§ ФОРМУЛИРОВКА ЗАДАЧИ 1
В каких стихотворениях современников Мандельштама, кроме стихотворения Ахматовой, присутствует орфическое прочтение его судьбы согласно тексту о Мандельштаме?
§ ФОРМУЛИРОВКА ЗАДАЧИ 2
Допишите текст о Мандельштаме, начав сразу после последней приведённой строки.

Танаиса» [Вергилий 1979: 133], звучащий оммажем вдове поэта, все еще здравствующей во время публикации эссе. Н. Мандельштам как будто совмещает в себе фигуры блуждающего Орфея и нимф, которые сохранили его песню-голову. Образ нимф из орфического мифа перекликается со строчками «И блаженных жен родные руки / Легкий пепел соберут» из стихотворения «В Петербурге мы сойдемся снова…». Можно сказать, что Бродский, кроме творчества самого Мандельштама, эксплицирует орфическую матрицу основного некрологического текста о Мандельштаме – воспоминания Н. Мандельштам.
В поэзии современников Мандельштама кроме стихотворения Ахматовой орфическое прочтение его судьбы присутствует и в стихотворениях Ю. Терапиано «Успение» и Ю. Иваска «Воронежский Мандельштам».
Успение
Ну а в комнате белой как прялка стоит тишина,
Пахнет уксусом, краской и свежим вином из подвала…
О. Мандельштам
Тяжелые груши уложены тесно в корзины,
Блестит янтарем на столах виноград золотой
И воздух осенний и запах арбузный и дынный
На каменной площади празднуют праздник святой.

§ ЗАПИСИ
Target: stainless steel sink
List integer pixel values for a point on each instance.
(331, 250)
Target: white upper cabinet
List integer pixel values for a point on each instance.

§ РЕЗУЛЬТАТ ВЫПОЛНЕНИЯ 1
В стихотворениях Ю. Терапиано «Успение» и Ю. Иваска «Воронежский Мандельштам».

§ РЕЗУЛЬТАТ ВЫПОЛНЕНИЯ 2
Я с радостью тихой гляжу на раздолье природы —
Такое богатство, как было и в крае моем,
Где волны кипели и тщетно искали свободы,
И в погребе пахло полынью и новым вином.
А тот, о котором сегодня я вновь вспоминаю,
Как загнанный зверь, на дворе под дождем умирал.
Как лебедь, безумный, он пел славословие раю
И, музыкой полный, погибели не замечал.
Орфей погребен. И наверно не будет рассвета.
Треножник погас и железный замок на вратах.
И солнца не стало. И голос умолкший поэта
Уже не тревожит истлевшего времени прах
[Терапиано 1965: 8].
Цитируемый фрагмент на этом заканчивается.